START Material provided

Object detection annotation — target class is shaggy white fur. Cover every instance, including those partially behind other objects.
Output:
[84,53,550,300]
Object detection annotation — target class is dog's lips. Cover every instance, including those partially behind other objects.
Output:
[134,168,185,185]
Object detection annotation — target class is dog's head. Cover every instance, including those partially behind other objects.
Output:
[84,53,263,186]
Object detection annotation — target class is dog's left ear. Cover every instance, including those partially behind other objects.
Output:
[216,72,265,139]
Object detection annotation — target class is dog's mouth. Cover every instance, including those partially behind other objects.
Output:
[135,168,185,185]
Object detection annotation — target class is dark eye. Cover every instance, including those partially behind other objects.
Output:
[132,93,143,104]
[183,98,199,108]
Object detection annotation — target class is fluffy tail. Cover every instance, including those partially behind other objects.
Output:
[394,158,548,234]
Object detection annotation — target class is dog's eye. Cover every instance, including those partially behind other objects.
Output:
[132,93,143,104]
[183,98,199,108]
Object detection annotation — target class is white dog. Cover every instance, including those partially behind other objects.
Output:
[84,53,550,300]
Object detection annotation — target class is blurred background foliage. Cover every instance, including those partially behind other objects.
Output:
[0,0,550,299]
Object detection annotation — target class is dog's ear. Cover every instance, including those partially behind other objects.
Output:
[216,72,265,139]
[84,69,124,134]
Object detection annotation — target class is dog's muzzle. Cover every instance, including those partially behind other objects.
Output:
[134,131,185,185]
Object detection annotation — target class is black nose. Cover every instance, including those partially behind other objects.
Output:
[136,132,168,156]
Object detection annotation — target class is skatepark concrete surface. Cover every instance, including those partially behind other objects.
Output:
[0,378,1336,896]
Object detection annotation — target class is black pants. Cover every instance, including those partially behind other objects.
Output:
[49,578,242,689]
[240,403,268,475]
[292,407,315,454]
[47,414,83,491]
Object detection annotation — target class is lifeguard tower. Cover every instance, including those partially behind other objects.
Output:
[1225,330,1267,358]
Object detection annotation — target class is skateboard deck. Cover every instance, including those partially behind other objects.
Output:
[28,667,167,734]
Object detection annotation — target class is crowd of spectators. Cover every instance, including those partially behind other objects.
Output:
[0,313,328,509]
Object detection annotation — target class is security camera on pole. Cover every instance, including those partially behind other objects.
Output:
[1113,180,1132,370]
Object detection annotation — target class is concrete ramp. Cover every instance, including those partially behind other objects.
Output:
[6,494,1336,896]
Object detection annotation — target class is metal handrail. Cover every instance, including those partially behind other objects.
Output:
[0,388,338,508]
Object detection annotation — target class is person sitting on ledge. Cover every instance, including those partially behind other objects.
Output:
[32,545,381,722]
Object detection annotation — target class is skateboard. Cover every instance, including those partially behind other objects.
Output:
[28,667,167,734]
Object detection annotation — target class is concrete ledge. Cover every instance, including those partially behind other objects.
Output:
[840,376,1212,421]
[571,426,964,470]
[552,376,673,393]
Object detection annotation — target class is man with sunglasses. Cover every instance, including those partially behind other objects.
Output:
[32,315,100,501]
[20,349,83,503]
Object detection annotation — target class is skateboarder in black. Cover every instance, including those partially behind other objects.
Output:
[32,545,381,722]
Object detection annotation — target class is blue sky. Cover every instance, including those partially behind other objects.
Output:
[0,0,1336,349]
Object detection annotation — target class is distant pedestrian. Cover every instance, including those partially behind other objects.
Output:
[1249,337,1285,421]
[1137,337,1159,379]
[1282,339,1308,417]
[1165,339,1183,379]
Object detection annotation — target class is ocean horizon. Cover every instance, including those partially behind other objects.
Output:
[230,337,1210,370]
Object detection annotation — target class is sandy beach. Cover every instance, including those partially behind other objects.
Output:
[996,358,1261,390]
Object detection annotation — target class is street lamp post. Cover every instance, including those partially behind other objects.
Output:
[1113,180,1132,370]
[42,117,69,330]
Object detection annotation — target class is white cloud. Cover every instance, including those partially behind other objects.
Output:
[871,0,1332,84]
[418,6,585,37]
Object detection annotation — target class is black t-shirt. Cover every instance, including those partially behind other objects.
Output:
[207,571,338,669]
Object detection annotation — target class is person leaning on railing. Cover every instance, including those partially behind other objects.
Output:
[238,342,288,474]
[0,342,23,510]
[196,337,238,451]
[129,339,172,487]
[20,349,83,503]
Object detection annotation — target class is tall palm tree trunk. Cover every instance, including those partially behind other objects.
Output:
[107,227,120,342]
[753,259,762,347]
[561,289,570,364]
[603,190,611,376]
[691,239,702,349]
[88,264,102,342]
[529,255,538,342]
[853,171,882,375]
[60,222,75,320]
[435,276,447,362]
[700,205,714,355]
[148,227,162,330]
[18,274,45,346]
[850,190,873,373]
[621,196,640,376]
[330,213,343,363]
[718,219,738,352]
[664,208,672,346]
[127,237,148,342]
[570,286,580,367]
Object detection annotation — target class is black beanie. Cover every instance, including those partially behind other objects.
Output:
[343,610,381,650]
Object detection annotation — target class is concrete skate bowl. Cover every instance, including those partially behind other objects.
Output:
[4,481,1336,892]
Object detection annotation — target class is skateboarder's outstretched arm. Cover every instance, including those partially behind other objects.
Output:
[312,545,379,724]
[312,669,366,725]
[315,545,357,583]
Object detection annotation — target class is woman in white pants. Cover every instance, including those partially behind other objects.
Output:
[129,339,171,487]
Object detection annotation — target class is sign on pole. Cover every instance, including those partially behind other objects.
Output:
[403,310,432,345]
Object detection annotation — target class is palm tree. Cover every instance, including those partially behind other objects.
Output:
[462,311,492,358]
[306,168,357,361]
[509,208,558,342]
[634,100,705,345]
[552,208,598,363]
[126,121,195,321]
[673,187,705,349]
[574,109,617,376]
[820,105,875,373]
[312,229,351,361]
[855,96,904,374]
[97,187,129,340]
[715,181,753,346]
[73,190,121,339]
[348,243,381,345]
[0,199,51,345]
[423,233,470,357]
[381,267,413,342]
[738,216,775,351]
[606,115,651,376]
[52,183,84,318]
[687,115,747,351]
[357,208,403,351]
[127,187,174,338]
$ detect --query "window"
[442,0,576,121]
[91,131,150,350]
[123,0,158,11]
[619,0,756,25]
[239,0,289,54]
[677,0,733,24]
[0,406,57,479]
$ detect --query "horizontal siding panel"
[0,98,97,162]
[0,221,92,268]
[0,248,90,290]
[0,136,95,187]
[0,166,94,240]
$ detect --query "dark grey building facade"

END Material provided

* Task prompt *
Change "Cover every instance" to "Mark every instance" wherever it occurs in the listing above, and give the whole listing again with nothing else altered.

* Answer to the exercise *
Object detection annotation — target class is shaggy white fur. Mark every instance, including those partially behind other objects.
Output:
[84,53,550,300]
Object detection annotation — target class is dog's lips. Mark every instance, including those partially behind other objects.
Output:
[134,168,185,185]
Object detection annotation — target class is dog's head. Mark every instance, including those partially behind other objects.
Output:
[84,53,263,186]
Object detection annotation — target class is dog's left ear. Mark every instance, including those partially behind other objects.
Output:
[216,72,265,139]
Object detection annotation — target class is dog's mouth. Mark every instance, including those partially behind other objects.
Output:
[135,168,185,185]
Object detection annotation — target class is dark eye. Mark every instance, including those partially behind other objects.
Output:
[132,93,143,104]
[183,98,199,108]
Object detection annotation — target class is fluffy tail. Mark every instance, including those partially behind other objects.
Output:
[394,158,548,234]
Object detection annotation — target class is dog's eye. Mark every instance, including those partially behind other objects.
Output:
[132,93,143,104]
[183,98,199,108]
Object detection annotation — target class is white dog. Mark every instance, including those partially behind other objects.
Output:
[84,53,550,300]
Object detection annotation — target class is blurred background foliage. Mark every instance, including those partially behind other objects.
Output:
[0,0,550,299]
Object detection annotation — target class is dog's ear. Mark every instance, including those partially behind other objects.
Output:
[216,72,265,139]
[84,69,124,134]
Object detection annotation — target class is dog's muzzle. Mark every instance, including those partially behind other objects.
Output:
[134,131,185,185]
Object detection annotation — target class is black nose. Mark every instance, including those partially behind other objects.
Output:
[136,132,168,156]
Object detection annotation — target class is skatepark concrete surface. Mark every instance, including those partially behind other objects.
Output:
[0,378,1336,896]
Object detection annotation — target class is black pants. Mark every instance, including those partially behind other objects.
Output:
[49,578,242,689]
[240,403,268,475]
[292,407,315,454]
[47,414,83,491]
Object detection annotation — target class is lifeguard tower. Mark every instance, including those partially behind other objects.
Output:
[1225,330,1267,358]
Object detection annotation — target class is skateboard deck. Mark every instance, including those partially behind other objects.
Output:
[28,667,167,734]
Object detection annotation — target class is crowd of spectators. Mark every instance, including those partially behind other objects.
Output:
[0,313,328,509]
Object detection annotation — target class is security camera on pole. Mark every instance, including those partially behind other objects.
Output:
[1113,180,1132,370]
Object detection annotation — target class is concrete ramp. Mark every instance, including those partially behind other objects.
Output:
[6,494,1336,896]
Object detection annotation — target class is metal handrail. Mark every instance, including those partially behind other objects.
Output:
[0,388,338,508]
Object detection annotation — target class is person sitting on ledge. Mark every instance, including those partially behind other objects.
Output:
[32,545,381,722]
Object detection annotation — target class is skateboard. Mark every instance, including those partially behind other objects.
Output:
[28,667,167,734]
Object detection annotation — target class is concrete ledge. Mark every instance, including those partially behind other objects.
Output:
[840,376,1212,421]
[571,426,964,470]
[552,376,673,393]
Object detection annotation — target class is man with sunglasses. Mark every instance, including those partially behind other objects.
Output:
[32,315,100,501]
[20,349,83,503]
Object detection annotation — target class is skateboarder in black. Mark every instance, including those partially behind other objects.
Output:
[32,545,381,722]
Object detection annotation — target class is blue sky. Mark every instance, including those partially behind other objects.
Output:
[0,0,1336,349]
Object detection annotation — target class is distant pedestrian. Mark every instance, including those partially behind other objects.
Output:
[1249,337,1285,421]
[1137,337,1159,379]
[1282,339,1308,417]
[1165,339,1183,379]
Object detection annotation — target class is ocean horizon. Mark every instance, including those partially behind other objects.
Output:
[230,337,1210,370]
Object detection annotation — target class is sandy beach. Mark every instance, including those partially behind other objects.
Output:
[996,358,1261,390]
Object detection annotation — target class is street lamp post. Mark every instance, including those partially behind other objects.
Output:
[1113,180,1132,370]
[42,117,69,330]
Object detection annotation — target class is white cloud. Mark every instance, including those partially behind other objects.
Output:
[871,0,1332,84]
[418,6,585,37]
Object detection annotation — target class is black t-shirt. Mark every instance, including those partially behind other objects.
Output:
[207,571,338,669]
Object detection annotation — target class is person leaning on railing. Mark every instance, including those partially behind other objects.
Output:
[238,342,288,474]
[0,342,23,510]
[196,337,238,451]
[129,339,172,487]
[20,349,83,503]
Object detection annotation — target class is tall palm tree trunk. Mark every instance, including those partially behind other objects.
Output:
[107,227,120,342]
[753,259,762,347]
[561,289,570,364]
[603,190,611,376]
[691,239,702,349]
[88,264,102,342]
[529,255,538,342]
[853,171,882,375]
[60,222,75,320]
[435,276,447,362]
[700,205,714,355]
[148,227,162,330]
[18,274,45,346]
[850,190,873,373]
[621,196,640,376]
[330,213,343,363]
[718,219,738,352]
[664,208,672,346]
[127,237,148,342]
[570,286,580,367]
Object detection annotation — target class is black beanie. Mark every instance, including those partially behind other objects.
Output:
[343,610,381,650]
Object detection annotation — target class is concrete skate bowl. Mark every instance, including those partially behind other objects.
Output:
[4,481,1336,892]
Object detection annotation — target class is skateboarder's outstretched arm. Mark every instance, including those partially behind other objects.
Output:
[312,545,379,724]
[312,669,366,725]
[315,545,357,583]
Object detection annotation — target class is woman in white pants. Mark every instance, including those partially behind other objects.
Output:
[129,339,171,487]
Object detection annotation — target class is sign on pole. Mark every instance, including those partially behind other objects.
Output:
[403,310,432,345]
Object detection annotation — target class is palm tree. Mark every instance, including those partially behind other objects.
Output:
[462,311,492,358]
[306,168,357,361]
[509,208,558,342]
[634,100,705,345]
[552,208,598,363]
[126,121,195,321]
[673,187,705,349]
[574,109,617,376]
[820,105,875,373]
[312,229,351,361]
[855,96,904,374]
[97,187,129,340]
[715,181,753,346]
[73,190,121,339]
[348,243,381,345]
[0,199,51,345]
[423,233,470,357]
[381,267,413,342]
[738,216,775,351]
[606,115,651,376]
[52,183,84,318]
[687,115,747,351]
[357,208,403,351]
[127,187,174,338]
$ detect --query "window"
[442,0,576,121]
[91,131,150,350]
[123,0,158,11]
[619,0,756,25]
[239,0,289,54]
[677,0,733,24]
[0,406,57,479]
$ detect --query "horizontal siding panel"
[0,98,97,162]
[0,221,92,268]
[0,248,90,290]
[0,136,95,187]
[0,166,94,240]
$ detect --query "dark grey building facade"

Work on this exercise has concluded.